- WHAT TO WORK ON: Go to the line that contains "request: trace the outline of every instance of the thick" and extract it along with every line after it, exactly, through the end of the data below.

•••••

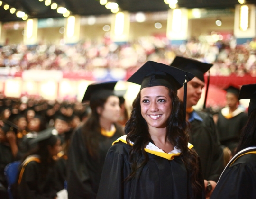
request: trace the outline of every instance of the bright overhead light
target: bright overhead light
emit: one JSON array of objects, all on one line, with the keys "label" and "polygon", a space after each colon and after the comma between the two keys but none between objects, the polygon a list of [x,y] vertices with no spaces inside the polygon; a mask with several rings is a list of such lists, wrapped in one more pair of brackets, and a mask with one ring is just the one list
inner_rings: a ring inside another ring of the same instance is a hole
[{"label": "bright overhead light", "polygon": [[162,28],[162,26],[161,23],[157,22],[155,24],[155,27],[156,29],[161,29]]},{"label": "bright overhead light", "polygon": [[105,5],[108,2],[108,0],[100,0],[100,4]]},{"label": "bright overhead light", "polygon": [[24,12],[21,12],[21,11],[18,11],[17,12],[16,12],[16,16],[18,17],[23,17],[25,15],[25,13]]},{"label": "bright overhead light", "polygon": [[169,4],[169,7],[172,9],[175,9],[177,8],[177,4]]},{"label": "bright overhead light", "polygon": [[115,9],[118,8],[118,4],[117,3],[108,2],[105,6],[107,9]]},{"label": "bright overhead light", "polygon": [[220,20],[216,20],[216,21],[215,21],[215,23],[218,26],[220,26],[222,25],[222,22]]},{"label": "bright overhead light", "polygon": [[7,10],[9,9],[9,6],[8,4],[5,4],[4,6],[4,9],[5,9],[6,10]]},{"label": "bright overhead light", "polygon": [[27,15],[25,15],[23,17],[22,17],[22,20],[23,21],[26,21],[27,19],[27,18],[28,18],[28,16],[27,16]]},{"label": "bright overhead light", "polygon": [[69,15],[70,15],[70,12],[68,10],[67,10],[67,11],[64,13],[63,13],[62,15],[63,15],[63,17],[68,17]]},{"label": "bright overhead light", "polygon": [[15,11],[16,11],[16,9],[15,9],[14,8],[12,8],[10,9],[10,12],[11,14],[13,14]]},{"label": "bright overhead light", "polygon": [[117,8],[116,9],[112,9],[111,11],[113,13],[116,13],[119,11],[119,8]]},{"label": "bright overhead light", "polygon": [[51,0],[46,0],[45,1],[45,5],[46,6],[49,6],[52,3]]},{"label": "bright overhead light", "polygon": [[240,4],[243,4],[245,2],[245,0],[238,0],[239,3]]},{"label": "bright overhead light", "polygon": [[56,9],[57,8],[58,8],[58,4],[57,4],[56,3],[54,3],[51,5],[51,8],[52,9]]},{"label": "bright overhead light", "polygon": [[104,31],[107,32],[110,30],[110,25],[105,25],[103,26],[103,30]]},{"label": "bright overhead light", "polygon": [[64,14],[67,11],[67,9],[64,7],[59,7],[57,9],[57,12],[59,14]]},{"label": "bright overhead light", "polygon": [[143,12],[138,12],[135,15],[135,20],[137,22],[142,23],[145,21],[146,16]]},{"label": "bright overhead light", "polygon": [[178,0],[167,0],[168,3],[169,4],[177,4]]}]

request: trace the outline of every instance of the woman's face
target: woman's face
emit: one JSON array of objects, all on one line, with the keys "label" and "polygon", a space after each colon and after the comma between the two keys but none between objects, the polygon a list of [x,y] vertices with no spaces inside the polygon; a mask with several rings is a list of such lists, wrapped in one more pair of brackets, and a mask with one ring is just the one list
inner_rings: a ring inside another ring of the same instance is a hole
[{"label": "woman's face", "polygon": [[149,127],[166,127],[172,112],[172,99],[168,89],[164,86],[142,89],[140,107],[141,115]]},{"label": "woman's face", "polygon": [[28,129],[31,131],[40,131],[41,121],[39,118],[33,118],[28,123]]},{"label": "woman's face", "polygon": [[102,118],[110,122],[116,122],[120,116],[119,99],[117,96],[111,96],[108,98],[104,108],[98,107],[97,112]]}]

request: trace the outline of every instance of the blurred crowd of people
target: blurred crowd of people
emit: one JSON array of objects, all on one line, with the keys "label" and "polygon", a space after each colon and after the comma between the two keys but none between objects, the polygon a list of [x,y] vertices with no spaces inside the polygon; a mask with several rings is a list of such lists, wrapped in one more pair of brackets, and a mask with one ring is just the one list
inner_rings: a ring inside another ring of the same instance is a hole
[{"label": "blurred crowd of people", "polygon": [[21,44],[0,48],[0,66],[28,69],[78,71],[94,67],[140,66],[148,60],[169,64],[175,55],[213,63],[211,75],[256,76],[256,41],[237,45],[236,39],[213,32],[181,45],[166,38],[142,37],[118,45],[110,40],[80,42],[74,45]]}]

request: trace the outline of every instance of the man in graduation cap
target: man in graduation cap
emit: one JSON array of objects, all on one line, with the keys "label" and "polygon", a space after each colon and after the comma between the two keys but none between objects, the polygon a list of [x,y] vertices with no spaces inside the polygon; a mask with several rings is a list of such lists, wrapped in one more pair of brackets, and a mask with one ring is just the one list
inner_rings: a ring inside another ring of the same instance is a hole
[{"label": "man in graduation cap", "polygon": [[4,175],[5,167],[9,163],[21,159],[16,142],[19,127],[8,120],[4,120],[0,127],[0,198],[8,199],[7,183]]},{"label": "man in graduation cap", "polygon": [[256,198],[256,84],[241,88],[238,100],[250,99],[248,122],[235,155],[221,174],[211,199]]},{"label": "man in graduation cap", "polygon": [[217,127],[221,144],[233,153],[238,146],[240,133],[247,122],[248,116],[238,106],[240,89],[230,85],[225,90],[227,91],[227,106],[219,114]]},{"label": "man in graduation cap", "polygon": [[[187,84],[187,119],[190,123],[190,142],[199,155],[205,180],[207,196],[210,197],[224,169],[222,149],[218,138],[211,116],[193,109],[200,99],[205,86],[204,74],[212,64],[176,56],[171,66],[190,72],[195,77]],[[184,90],[178,90],[178,96],[183,100]]]}]

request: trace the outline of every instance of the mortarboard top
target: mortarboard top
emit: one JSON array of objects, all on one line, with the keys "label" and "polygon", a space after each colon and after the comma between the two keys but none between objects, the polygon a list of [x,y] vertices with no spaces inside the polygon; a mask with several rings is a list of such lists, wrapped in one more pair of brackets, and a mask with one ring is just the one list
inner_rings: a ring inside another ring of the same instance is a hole
[{"label": "mortarboard top", "polygon": [[171,63],[171,66],[190,72],[204,82],[204,74],[213,66],[213,64],[177,56]]},{"label": "mortarboard top", "polygon": [[187,81],[194,77],[192,74],[163,63],[149,61],[140,67],[128,80],[146,87],[164,86],[177,90],[183,86],[186,75]]},{"label": "mortarboard top", "polygon": [[25,118],[25,116],[20,113],[18,113],[17,114],[12,114],[8,118],[9,121],[10,121],[11,122],[15,122],[15,121],[18,120],[21,118]]},{"label": "mortarboard top", "polygon": [[256,109],[256,84],[244,85],[240,90],[238,100],[249,99],[250,103],[248,108],[248,115]]},{"label": "mortarboard top", "polygon": [[125,95],[126,91],[127,90],[114,90],[114,93],[115,95],[116,95],[119,98],[120,101],[120,104],[122,104],[124,103],[125,100],[124,98],[124,95]]},{"label": "mortarboard top", "polygon": [[117,82],[117,81],[113,81],[89,85],[86,89],[82,102],[85,101],[94,101],[99,99],[115,95],[113,90]]},{"label": "mortarboard top", "polygon": [[20,128],[12,122],[9,120],[4,119],[3,120],[4,126],[1,127],[1,128],[5,133],[9,131],[13,131],[15,134],[17,133],[18,130],[20,130]]},{"label": "mortarboard top", "polygon": [[[58,136],[58,131],[54,128],[47,128],[39,133],[38,136],[29,142],[30,145],[38,143],[44,140],[50,140],[51,136]],[[50,142],[50,141],[49,141]]]},{"label": "mortarboard top", "polygon": [[239,96],[240,89],[236,86],[230,85],[225,88],[224,90],[226,90],[227,93],[229,92],[230,93],[234,94],[238,97],[238,98]]},{"label": "mortarboard top", "polygon": [[59,112],[56,114],[56,115],[55,116],[54,118],[55,120],[58,119],[67,122],[69,122],[71,120],[71,117],[66,116]]}]

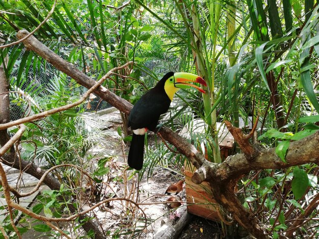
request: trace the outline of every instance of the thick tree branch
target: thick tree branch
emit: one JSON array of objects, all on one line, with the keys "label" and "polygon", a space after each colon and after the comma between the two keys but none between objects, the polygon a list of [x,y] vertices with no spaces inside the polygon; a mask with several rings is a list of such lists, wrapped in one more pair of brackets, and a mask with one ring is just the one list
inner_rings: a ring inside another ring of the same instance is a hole
[{"label": "thick tree branch", "polygon": [[[28,33],[26,31],[22,30],[19,32],[17,36],[21,38]],[[72,64],[63,60],[33,36],[23,42],[28,49],[35,51],[79,84],[88,88],[95,84],[95,81],[79,71]],[[94,93],[126,114],[129,113],[132,107],[131,104],[103,86],[100,86]],[[229,157],[221,164],[216,164],[205,160],[194,145],[168,128],[162,127],[160,132],[163,138],[174,145],[178,152],[188,157],[198,169],[194,173],[192,181],[196,184],[208,182],[214,199],[232,213],[233,218],[240,224],[260,238],[267,238],[264,233],[264,229],[259,226],[256,217],[251,215],[244,208],[234,193],[234,188],[237,180],[243,175],[253,170],[283,168],[309,162],[317,164],[319,162],[318,132],[303,140],[291,142],[286,156],[287,163],[280,160],[276,154],[274,148],[257,151],[249,144],[247,151],[244,151],[249,157],[239,154]],[[248,143],[247,137],[243,138],[243,145]]]}]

•••••

- FINISHED EXERCISE:
request: trace the outline of every instance of the thick tree branch
target: thick tree branch
emit: one JSON array of objects, all on one line, with the keys "label" and "polygon", a space after each colon and after the comma between the two keys but none between objects, the polygon a list of [x,y] vertices with no spaces inside the polygon; a mask with several rings is a list of such lists, wrapped in one more pair of brackets, and a mask with one ring is just the one list
inner_rings: a ring inside another ring of the same instance is a hole
[{"label": "thick tree branch", "polygon": [[[28,33],[26,31],[22,30],[19,32],[17,36],[21,38]],[[72,64],[63,60],[33,36],[23,42],[28,49],[35,51],[79,84],[88,88],[95,84],[95,81],[79,71]],[[94,93],[126,114],[129,113],[132,107],[131,104],[103,86],[100,86]],[[229,157],[221,164],[216,164],[205,160],[194,145],[168,128],[162,127],[160,132],[163,138],[174,145],[178,152],[188,157],[198,169],[194,173],[192,181],[196,184],[208,182],[214,199],[232,213],[233,218],[240,224],[260,238],[267,238],[264,233],[264,229],[259,226],[256,217],[251,215],[244,208],[234,193],[234,188],[237,180],[243,175],[253,170],[283,168],[309,162],[317,164],[319,162],[318,132],[303,140],[291,142],[286,156],[287,163],[280,160],[276,154],[274,148],[257,151],[249,144],[247,151],[244,151],[249,157],[239,154]],[[248,143],[247,137],[243,138],[243,145]]]}]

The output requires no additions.